Rewrite the lines below, changing "boat mast" to "ship mast" and leaving everything else untouched.
-- start --
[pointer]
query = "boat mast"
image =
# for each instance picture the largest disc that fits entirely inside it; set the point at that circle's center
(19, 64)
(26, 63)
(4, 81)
-- end --
▸ SOLUTION BELOW:
[pointer]
query = "ship mast"
image =
# for each instance picture the largest disc that fits entirely inside it; set the point at that circle's center
(19, 64)
(26, 63)
(4, 81)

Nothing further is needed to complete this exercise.